> _REQUIRED WORK_
Return the entries in their entirety, precisely as given.

> _RECORDS FOR PROCESSING_

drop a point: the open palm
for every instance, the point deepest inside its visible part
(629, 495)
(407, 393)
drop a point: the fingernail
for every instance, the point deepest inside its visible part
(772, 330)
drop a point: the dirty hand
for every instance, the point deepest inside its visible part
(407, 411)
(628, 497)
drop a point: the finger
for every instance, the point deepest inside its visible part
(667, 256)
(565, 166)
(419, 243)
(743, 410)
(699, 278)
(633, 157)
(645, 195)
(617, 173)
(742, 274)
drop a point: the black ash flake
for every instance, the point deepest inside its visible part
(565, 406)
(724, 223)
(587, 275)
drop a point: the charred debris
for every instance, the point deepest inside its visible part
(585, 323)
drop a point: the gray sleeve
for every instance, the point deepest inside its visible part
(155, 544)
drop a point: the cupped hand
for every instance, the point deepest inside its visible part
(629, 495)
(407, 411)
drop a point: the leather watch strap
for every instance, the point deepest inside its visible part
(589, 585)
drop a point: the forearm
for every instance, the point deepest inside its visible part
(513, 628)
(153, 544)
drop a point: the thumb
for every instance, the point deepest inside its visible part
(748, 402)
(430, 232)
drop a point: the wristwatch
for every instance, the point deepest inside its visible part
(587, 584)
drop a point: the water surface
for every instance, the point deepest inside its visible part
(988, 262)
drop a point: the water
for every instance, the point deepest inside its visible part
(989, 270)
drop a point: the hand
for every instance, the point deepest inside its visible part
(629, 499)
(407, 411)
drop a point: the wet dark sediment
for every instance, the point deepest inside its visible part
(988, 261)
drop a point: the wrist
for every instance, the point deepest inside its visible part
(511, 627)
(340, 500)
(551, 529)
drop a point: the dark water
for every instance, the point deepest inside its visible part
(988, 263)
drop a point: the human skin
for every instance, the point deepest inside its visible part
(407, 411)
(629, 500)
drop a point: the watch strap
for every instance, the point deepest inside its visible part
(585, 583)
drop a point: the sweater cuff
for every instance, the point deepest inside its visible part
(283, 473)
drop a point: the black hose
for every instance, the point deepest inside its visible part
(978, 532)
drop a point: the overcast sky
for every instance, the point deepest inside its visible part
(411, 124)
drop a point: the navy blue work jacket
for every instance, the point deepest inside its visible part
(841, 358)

> _RESULT_
drop a point: the open palm
for every instance, the point deepest inside its visible part
(629, 495)
(407, 393)
drop a point: the fingernail
for every instance, the point deepest inside its visible part
(772, 330)
drop a point: the dirty hand
for every instance, the point deepest inside its visible part
(407, 411)
(628, 497)
drop a point: the finger
for every instance, the point deepest inside its visible part
(667, 256)
(565, 166)
(419, 243)
(743, 410)
(699, 278)
(633, 157)
(645, 195)
(617, 173)
(742, 274)
drop a point: the black ash flake
for every instance, the point deepest inside its visible part
(565, 406)
(724, 223)
(587, 275)
drop a point: the charred debris
for every instance, the point deepest inside its visible part
(585, 323)
drop a point: the gray sleeve
for every instance, the point deepest inside its visible part
(155, 544)
drop a point: the cupped hand
for every instance, the point deepest inside its visible part
(629, 495)
(407, 411)
drop a point: the leather watch strap
for every instance, the point deepest inside its visible part
(589, 585)
drop a point: the forearm
for every instance, the point deepest inside its visible part
(513, 628)
(153, 544)
drop a point: the thumb
for every instance, the point deepest inside its visible part
(748, 402)
(430, 232)
drop a point: the wristwatch
for every instance, the point deepest inside its visible part
(587, 584)
drop a point: the water surface
for every instance, the point deepest inside its visible part
(988, 262)
drop a point: the water
for every instance, the point deepest inside its visible part
(989, 270)
drop a point: the hand
for every instance, the point deepest inside its visible part
(629, 499)
(407, 411)
drop a point: the wet dark sediment
for every instance, the point deepest inside its visible part
(988, 261)
drop a point: the wrist
for every instance, the point deepest inside its visible part
(511, 627)
(340, 500)
(551, 529)
drop a point: the dark water
for every instance, the point deepest inside its visible part
(988, 263)
drop a point: the human skin
for every instance, the point deepest inside its visible part
(407, 411)
(629, 500)
drop a point: the watch strap
for every instance, the point deepest inside its visible part
(585, 583)
drop a point: the sweater cuff
for every instance, the point deepest inside its visible part
(283, 473)
drop a point: the black hose
for every instance, the point deepest inside its visible part
(978, 532)
drop a point: the overcast sky
for every instance, the point deepest inside its visible part
(411, 124)
drop a point: the navy blue work jacket
for every instance, the point deepest inside its visible part
(841, 358)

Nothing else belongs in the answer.